## What the task requires
Locate every line in the records below that holds the word "tower" and return each one.

## Supplied material
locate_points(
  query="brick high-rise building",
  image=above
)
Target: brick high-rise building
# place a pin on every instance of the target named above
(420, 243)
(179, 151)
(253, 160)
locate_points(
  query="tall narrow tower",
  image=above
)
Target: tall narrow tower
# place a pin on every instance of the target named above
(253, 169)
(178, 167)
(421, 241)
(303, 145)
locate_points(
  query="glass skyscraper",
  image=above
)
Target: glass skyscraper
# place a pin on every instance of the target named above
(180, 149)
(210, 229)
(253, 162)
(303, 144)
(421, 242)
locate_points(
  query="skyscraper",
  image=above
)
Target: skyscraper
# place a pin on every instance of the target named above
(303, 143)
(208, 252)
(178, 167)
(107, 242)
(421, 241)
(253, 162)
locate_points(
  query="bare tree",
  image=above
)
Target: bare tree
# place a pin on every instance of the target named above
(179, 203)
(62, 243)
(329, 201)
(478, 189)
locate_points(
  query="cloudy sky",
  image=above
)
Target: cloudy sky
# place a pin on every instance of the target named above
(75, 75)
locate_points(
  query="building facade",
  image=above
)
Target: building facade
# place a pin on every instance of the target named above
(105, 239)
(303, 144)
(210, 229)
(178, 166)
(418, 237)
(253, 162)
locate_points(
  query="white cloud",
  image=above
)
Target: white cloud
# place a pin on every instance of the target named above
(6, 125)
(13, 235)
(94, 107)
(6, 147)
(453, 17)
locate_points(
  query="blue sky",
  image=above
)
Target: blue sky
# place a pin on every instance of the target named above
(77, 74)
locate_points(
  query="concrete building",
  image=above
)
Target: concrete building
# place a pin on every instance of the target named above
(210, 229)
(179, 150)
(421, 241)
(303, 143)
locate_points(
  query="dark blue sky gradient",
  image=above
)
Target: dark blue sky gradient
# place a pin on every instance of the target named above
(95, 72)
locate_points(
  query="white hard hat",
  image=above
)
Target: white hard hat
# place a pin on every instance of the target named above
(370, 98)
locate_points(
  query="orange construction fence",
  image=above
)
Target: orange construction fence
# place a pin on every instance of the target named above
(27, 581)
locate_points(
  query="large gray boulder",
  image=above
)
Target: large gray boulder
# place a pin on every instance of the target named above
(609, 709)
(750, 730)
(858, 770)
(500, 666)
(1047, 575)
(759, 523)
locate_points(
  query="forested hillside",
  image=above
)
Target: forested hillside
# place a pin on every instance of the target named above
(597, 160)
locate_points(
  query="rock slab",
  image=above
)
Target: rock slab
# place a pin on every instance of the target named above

## The completed task
  query="tall narrow tower",
Target: tall narrow tower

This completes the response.